Format the records from their beginning through the line containing "452 372 L 450" as a numbered list, omitting blank lines. Leave the pictures out of the list.

————

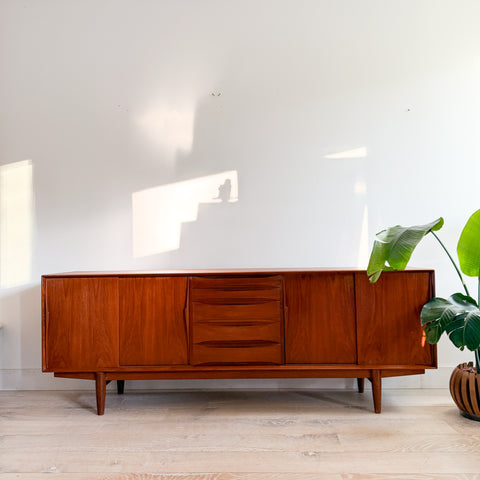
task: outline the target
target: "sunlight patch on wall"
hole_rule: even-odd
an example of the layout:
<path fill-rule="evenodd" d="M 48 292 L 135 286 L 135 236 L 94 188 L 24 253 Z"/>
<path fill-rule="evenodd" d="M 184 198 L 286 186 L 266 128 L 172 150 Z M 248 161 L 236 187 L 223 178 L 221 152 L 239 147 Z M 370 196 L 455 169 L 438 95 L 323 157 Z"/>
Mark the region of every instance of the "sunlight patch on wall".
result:
<path fill-rule="evenodd" d="M 0 166 L 0 287 L 31 281 L 33 167 L 30 160 Z"/>
<path fill-rule="evenodd" d="M 325 158 L 365 158 L 367 156 L 367 147 L 354 148 L 343 152 L 331 153 L 325 155 Z"/>
<path fill-rule="evenodd" d="M 201 203 L 236 201 L 236 170 L 133 193 L 133 256 L 178 250 L 182 224 L 197 220 Z"/>
<path fill-rule="evenodd" d="M 190 152 L 195 125 L 194 108 L 152 108 L 140 115 L 136 123 L 150 140 L 174 155 L 176 151 Z"/>

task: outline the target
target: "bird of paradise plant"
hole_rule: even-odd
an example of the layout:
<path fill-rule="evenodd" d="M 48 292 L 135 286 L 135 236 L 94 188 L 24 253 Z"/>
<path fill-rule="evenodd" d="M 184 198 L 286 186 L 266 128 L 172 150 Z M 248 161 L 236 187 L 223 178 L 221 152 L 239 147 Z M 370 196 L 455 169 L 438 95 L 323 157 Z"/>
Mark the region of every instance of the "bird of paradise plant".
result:
<path fill-rule="evenodd" d="M 426 225 L 402 227 L 396 225 L 377 233 L 367 274 L 376 282 L 383 271 L 404 270 L 416 246 L 431 233 L 452 262 L 465 293 L 454 293 L 448 299 L 435 297 L 422 308 L 420 319 L 429 343 L 437 343 L 446 333 L 452 343 L 475 353 L 476 371 L 480 373 L 480 210 L 467 221 L 457 244 L 460 268 L 435 233 L 442 228 L 442 217 Z M 478 279 L 478 297 L 468 291 L 462 273 Z"/>

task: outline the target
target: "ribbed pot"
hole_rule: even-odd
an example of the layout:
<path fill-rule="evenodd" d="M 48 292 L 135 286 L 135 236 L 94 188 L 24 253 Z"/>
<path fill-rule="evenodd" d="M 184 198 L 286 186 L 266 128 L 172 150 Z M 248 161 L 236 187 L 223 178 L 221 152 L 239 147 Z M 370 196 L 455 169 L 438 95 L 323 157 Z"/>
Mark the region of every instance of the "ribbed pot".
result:
<path fill-rule="evenodd" d="M 452 372 L 450 393 L 462 415 L 480 421 L 480 374 L 472 362 L 462 363 Z"/>

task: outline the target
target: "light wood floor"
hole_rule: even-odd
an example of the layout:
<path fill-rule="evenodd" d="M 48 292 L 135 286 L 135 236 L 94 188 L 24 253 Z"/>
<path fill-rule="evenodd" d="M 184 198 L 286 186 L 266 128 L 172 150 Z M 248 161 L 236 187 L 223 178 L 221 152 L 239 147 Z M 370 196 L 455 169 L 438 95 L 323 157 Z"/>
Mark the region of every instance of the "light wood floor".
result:
<path fill-rule="evenodd" d="M 113 386 L 113 385 L 112 385 Z M 446 390 L 0 392 L 0 480 L 480 480 Z"/>

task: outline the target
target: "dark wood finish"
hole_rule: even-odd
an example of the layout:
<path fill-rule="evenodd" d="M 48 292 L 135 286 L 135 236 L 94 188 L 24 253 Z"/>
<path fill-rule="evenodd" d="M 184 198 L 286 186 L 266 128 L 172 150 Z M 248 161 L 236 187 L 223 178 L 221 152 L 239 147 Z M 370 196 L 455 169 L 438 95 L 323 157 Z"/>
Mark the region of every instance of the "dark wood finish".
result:
<path fill-rule="evenodd" d="M 105 412 L 105 395 L 107 393 L 107 380 L 104 372 L 97 372 L 95 375 L 95 393 L 97 397 L 97 414 Z"/>
<path fill-rule="evenodd" d="M 281 361 L 281 345 L 273 342 L 221 342 L 195 345 L 191 356 L 192 365 L 279 364 Z"/>
<path fill-rule="evenodd" d="M 365 390 L 364 378 L 357 378 L 357 388 L 358 388 L 358 393 L 363 393 L 363 391 Z"/>
<path fill-rule="evenodd" d="M 375 413 L 380 413 L 382 411 L 382 373 L 381 371 L 372 370 L 370 381 L 372 382 L 373 407 L 375 409 Z"/>
<path fill-rule="evenodd" d="M 280 276 L 193 277 L 190 363 L 283 363 Z"/>
<path fill-rule="evenodd" d="M 125 380 L 117 380 L 117 393 L 123 395 L 125 391 Z"/>
<path fill-rule="evenodd" d="M 357 362 L 353 274 L 286 274 L 285 292 L 287 363 Z"/>
<path fill-rule="evenodd" d="M 419 312 L 433 271 L 331 269 L 69 273 L 42 277 L 42 365 L 106 383 L 207 378 L 383 377 L 436 367 Z"/>
<path fill-rule="evenodd" d="M 431 298 L 430 276 L 429 272 L 385 272 L 375 284 L 366 275 L 355 276 L 358 363 L 434 364 L 434 348 L 426 342 L 418 320 Z"/>
<path fill-rule="evenodd" d="M 120 278 L 120 365 L 186 365 L 188 277 Z"/>
<path fill-rule="evenodd" d="M 49 278 L 45 282 L 44 370 L 117 367 L 117 278 Z"/>

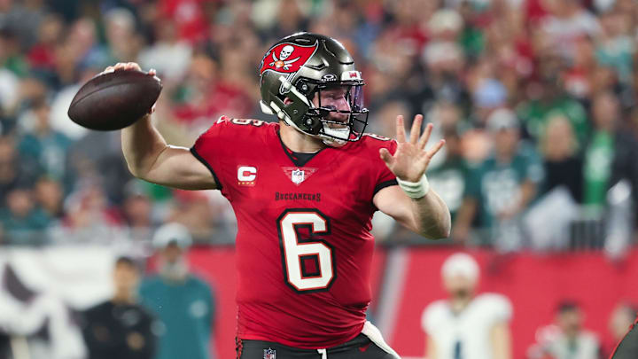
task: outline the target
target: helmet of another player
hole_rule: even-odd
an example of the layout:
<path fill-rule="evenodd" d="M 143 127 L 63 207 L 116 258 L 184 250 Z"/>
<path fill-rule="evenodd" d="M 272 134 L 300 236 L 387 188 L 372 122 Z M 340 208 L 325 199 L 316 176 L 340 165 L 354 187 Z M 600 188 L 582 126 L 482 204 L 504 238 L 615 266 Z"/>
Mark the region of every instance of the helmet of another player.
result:
<path fill-rule="evenodd" d="M 264 113 L 331 146 L 362 136 L 363 80 L 337 40 L 311 33 L 284 37 L 264 55 L 260 76 Z"/>

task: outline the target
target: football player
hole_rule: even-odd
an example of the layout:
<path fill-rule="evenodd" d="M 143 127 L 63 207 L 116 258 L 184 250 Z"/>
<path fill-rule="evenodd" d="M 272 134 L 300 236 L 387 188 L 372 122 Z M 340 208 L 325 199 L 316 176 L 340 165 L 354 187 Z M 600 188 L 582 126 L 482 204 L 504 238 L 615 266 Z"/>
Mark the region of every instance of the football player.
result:
<path fill-rule="evenodd" d="M 107 71 L 139 69 L 118 64 Z M 380 210 L 426 238 L 449 235 L 447 207 L 425 170 L 423 116 L 396 140 L 364 133 L 363 80 L 344 46 L 299 33 L 260 66 L 261 109 L 278 123 L 222 117 L 191 149 L 142 118 L 121 132 L 130 171 L 188 190 L 217 189 L 237 219 L 238 358 L 396 358 L 366 322 Z M 154 74 L 150 72 L 150 74 Z"/>
<path fill-rule="evenodd" d="M 510 359 L 511 304 L 501 294 L 475 295 L 478 264 L 455 254 L 441 267 L 446 300 L 431 303 L 421 316 L 428 359 Z"/>

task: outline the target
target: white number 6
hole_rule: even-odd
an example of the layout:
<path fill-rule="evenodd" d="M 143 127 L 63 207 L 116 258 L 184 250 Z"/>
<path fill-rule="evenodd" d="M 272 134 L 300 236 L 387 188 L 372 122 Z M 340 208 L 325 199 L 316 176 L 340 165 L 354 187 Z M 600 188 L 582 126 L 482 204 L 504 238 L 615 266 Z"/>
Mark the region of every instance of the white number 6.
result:
<path fill-rule="evenodd" d="M 334 254 L 327 242 L 315 238 L 331 232 L 330 220 L 316 209 L 286 209 L 277 221 L 284 276 L 297 292 L 326 290 L 336 277 Z M 298 229 L 309 228 L 310 238 L 300 238 Z M 304 263 L 315 261 L 316 270 L 307 272 Z"/>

————

▶ _Response below_:
1. task: outline the target
2. target: "sunlight patch on wall"
3. hole_rule: even-odd
4. an example of the layout:
5. <path fill-rule="evenodd" d="M 48 292 L 135 286 L 135 236 L 94 188 L 24 253 Z"/>
6. <path fill-rule="evenodd" d="M 184 198 L 286 186 L 266 128 L 172 150 Z M 248 161 L 236 187 L 223 178 L 221 152 L 239 147 Z M 370 196 L 455 169 L 438 95 L 323 157 Z"/>
7. Mark the region of every instance of the "sunlight patch on wall".
8. result:
9. <path fill-rule="evenodd" d="M 0 166 L 0 287 L 31 281 L 33 167 L 30 160 Z"/>
10. <path fill-rule="evenodd" d="M 325 158 L 365 158 L 367 156 L 367 147 L 354 148 L 343 152 L 331 153 L 325 155 Z"/>
11. <path fill-rule="evenodd" d="M 201 203 L 236 201 L 236 170 L 133 193 L 133 256 L 178 250 L 182 224 L 197 220 Z"/>
12. <path fill-rule="evenodd" d="M 190 152 L 195 125 L 194 108 L 152 108 L 140 115 L 136 123 L 150 140 L 174 155 L 176 151 Z"/>
13. task: outline the target
14. target: "bird of paradise plant"
15. hole_rule: even-odd
16. an example of the layout:
17. <path fill-rule="evenodd" d="M 48 292 L 135 286 L 135 236 L 94 188 L 24 253 Z"/>
18. <path fill-rule="evenodd" d="M 184 198 L 286 186 L 266 128 L 172 150 Z M 248 161 L 236 187 L 223 178 L 221 152 L 239 147 Z M 370 196 L 455 169 L 438 95 L 323 157 Z"/>
19. Mark the region of every instance of the "bird of paradise plant".
20. result:
21. <path fill-rule="evenodd" d="M 426 225 L 402 227 L 396 225 L 377 233 L 367 274 L 376 282 L 383 271 L 404 270 L 416 246 L 431 233 L 452 262 L 465 293 L 454 293 L 448 299 L 435 297 L 422 308 L 420 319 L 429 343 L 437 343 L 446 333 L 452 343 L 475 353 L 476 371 L 480 373 L 480 210 L 467 221 L 457 244 L 460 268 L 435 233 L 442 228 L 442 217 Z M 478 279 L 478 297 L 468 291 L 462 273 Z"/>
22. task: outline the target
23. target: "ribbed pot"
24. hole_rule: even-odd
25. an example of the layout:
26. <path fill-rule="evenodd" d="M 48 292 L 135 286 L 135 236 L 94 188 L 24 253 Z"/>
27. <path fill-rule="evenodd" d="M 184 198 L 286 186 L 266 128 L 172 150 Z M 248 161 L 236 187 L 223 178 L 221 152 L 239 147 Z M 370 196 L 455 169 L 438 95 L 323 157 Z"/>
28. Mark the region of every instance of the "ribbed pot".
29. result:
30. <path fill-rule="evenodd" d="M 452 372 L 450 393 L 462 415 L 480 421 L 480 374 L 472 362 L 462 363 Z"/>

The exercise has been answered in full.